─── Extracted information ───

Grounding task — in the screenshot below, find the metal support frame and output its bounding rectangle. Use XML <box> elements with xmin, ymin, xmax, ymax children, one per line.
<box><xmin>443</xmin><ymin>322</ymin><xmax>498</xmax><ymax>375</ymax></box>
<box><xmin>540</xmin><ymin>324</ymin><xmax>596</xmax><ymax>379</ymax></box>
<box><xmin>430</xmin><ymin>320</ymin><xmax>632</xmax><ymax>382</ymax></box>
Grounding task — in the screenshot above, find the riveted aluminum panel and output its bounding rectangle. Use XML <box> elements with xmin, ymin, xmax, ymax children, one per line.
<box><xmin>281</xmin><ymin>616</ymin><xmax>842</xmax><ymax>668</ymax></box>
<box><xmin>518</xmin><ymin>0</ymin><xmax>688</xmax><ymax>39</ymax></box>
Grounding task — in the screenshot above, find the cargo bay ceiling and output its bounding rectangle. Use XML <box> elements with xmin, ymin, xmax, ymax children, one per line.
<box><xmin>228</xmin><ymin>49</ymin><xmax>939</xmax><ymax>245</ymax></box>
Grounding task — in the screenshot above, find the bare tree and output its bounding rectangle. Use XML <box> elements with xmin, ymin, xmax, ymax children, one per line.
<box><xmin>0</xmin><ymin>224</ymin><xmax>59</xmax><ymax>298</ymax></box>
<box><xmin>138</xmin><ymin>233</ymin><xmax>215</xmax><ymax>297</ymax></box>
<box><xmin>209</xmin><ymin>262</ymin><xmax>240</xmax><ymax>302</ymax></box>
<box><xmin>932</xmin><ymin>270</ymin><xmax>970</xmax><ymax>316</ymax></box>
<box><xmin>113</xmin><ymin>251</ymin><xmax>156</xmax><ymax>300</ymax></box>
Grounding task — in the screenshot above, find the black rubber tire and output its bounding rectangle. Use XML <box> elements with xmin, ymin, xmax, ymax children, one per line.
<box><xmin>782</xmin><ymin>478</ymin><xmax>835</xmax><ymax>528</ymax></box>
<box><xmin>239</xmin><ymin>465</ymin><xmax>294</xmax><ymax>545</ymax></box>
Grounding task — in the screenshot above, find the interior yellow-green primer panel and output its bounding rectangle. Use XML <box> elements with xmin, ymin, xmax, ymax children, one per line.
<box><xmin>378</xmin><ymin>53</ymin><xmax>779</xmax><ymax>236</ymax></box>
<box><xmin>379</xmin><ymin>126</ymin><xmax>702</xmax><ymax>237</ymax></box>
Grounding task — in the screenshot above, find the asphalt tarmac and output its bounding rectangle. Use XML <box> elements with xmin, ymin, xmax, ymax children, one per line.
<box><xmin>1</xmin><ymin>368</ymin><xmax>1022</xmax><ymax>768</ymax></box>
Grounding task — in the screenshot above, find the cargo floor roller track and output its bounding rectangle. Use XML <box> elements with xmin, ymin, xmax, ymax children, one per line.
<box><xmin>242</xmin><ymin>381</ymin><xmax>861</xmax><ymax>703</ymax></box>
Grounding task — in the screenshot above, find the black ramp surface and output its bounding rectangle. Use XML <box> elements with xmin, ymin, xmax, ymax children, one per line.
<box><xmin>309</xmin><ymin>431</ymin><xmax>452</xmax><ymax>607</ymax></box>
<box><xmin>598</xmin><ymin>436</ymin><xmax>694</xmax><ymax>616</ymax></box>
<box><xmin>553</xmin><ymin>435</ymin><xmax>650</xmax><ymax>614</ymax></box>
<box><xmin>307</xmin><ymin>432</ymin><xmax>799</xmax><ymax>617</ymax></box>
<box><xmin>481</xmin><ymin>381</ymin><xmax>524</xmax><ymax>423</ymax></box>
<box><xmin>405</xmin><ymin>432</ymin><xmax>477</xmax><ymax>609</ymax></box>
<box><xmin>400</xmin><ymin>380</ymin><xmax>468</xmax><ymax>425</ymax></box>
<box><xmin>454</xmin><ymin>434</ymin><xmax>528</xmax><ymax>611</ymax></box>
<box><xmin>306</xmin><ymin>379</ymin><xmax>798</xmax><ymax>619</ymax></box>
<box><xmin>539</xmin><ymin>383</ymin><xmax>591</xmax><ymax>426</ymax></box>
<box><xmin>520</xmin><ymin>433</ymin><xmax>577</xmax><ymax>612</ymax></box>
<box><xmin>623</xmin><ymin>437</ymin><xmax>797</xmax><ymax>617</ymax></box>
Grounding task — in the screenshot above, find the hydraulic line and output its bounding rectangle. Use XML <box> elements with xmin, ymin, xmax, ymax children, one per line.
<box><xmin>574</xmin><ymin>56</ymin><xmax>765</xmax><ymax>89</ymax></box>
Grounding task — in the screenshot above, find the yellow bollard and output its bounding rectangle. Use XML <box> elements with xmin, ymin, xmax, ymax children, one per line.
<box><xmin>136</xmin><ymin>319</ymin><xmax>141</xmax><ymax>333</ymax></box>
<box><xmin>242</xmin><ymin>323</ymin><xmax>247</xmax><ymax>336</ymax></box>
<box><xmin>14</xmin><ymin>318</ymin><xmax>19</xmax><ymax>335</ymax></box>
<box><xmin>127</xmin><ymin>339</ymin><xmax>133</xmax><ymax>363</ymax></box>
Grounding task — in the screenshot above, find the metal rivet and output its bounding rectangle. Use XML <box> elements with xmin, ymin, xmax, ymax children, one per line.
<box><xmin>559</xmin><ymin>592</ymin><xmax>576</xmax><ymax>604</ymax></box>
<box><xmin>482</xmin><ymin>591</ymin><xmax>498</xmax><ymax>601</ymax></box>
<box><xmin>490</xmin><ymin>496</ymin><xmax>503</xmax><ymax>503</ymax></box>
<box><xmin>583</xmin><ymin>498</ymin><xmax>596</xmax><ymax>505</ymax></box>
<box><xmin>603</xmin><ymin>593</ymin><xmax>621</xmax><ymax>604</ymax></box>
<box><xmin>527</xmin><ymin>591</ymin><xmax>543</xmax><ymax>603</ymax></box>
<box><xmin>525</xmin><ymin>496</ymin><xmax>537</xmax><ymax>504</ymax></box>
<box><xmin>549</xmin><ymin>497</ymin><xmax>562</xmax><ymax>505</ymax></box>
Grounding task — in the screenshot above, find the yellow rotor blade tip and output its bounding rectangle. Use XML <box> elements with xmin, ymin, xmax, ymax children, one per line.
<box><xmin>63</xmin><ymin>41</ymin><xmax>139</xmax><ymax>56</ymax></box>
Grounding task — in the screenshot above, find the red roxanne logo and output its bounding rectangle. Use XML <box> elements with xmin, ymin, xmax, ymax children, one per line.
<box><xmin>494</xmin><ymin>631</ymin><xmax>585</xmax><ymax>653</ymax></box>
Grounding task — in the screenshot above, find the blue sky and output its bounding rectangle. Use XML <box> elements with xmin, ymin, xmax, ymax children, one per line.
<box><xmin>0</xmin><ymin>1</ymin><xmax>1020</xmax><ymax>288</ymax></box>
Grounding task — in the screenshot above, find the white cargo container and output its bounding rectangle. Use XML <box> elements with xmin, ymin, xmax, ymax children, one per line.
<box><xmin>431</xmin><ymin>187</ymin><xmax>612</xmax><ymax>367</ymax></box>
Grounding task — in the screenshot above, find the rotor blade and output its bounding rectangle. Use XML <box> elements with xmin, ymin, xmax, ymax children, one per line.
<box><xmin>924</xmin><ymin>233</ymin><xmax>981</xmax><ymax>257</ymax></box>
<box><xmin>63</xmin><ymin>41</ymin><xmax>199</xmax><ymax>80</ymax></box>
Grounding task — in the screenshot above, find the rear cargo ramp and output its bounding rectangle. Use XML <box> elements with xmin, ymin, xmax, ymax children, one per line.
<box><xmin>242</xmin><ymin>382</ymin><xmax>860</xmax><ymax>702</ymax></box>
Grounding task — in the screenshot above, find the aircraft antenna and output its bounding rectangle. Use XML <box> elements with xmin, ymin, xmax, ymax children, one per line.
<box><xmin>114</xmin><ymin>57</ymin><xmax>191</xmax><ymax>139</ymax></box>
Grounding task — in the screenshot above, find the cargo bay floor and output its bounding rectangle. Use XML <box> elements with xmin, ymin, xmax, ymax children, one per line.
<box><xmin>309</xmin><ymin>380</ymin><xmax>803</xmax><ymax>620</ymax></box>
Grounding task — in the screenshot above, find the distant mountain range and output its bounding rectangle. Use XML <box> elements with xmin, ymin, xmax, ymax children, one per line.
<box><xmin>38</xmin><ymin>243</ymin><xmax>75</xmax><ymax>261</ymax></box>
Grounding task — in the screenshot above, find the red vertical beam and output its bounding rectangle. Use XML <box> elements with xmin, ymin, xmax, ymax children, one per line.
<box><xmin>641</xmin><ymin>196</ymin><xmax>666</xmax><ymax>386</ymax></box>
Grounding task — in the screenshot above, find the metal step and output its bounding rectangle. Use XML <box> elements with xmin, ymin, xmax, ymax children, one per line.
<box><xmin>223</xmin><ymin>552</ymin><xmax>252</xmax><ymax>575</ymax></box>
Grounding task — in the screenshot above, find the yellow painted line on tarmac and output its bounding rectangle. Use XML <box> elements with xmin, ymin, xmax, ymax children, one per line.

───

**Problem details**.
Produce an exact repeat of the lines from the one containing "Grounding task — in the screenshot above, find the metal step" through the last line of the data, and nothing more.

**Task response**.
Grounding task — in the screenshot above, find the metal step and output its bounding rectangle. Use XML <box> elements with xmin, ymin, xmax, ymax children, one per line.
<box><xmin>223</xmin><ymin>552</ymin><xmax>252</xmax><ymax>575</ymax></box>
Grounding task — in the screenshot above, find the yellow painted line on tarmac and output its bounding rectangle. Use XML <box> elements with xmin, ymin, xmax, ymax children, one per line.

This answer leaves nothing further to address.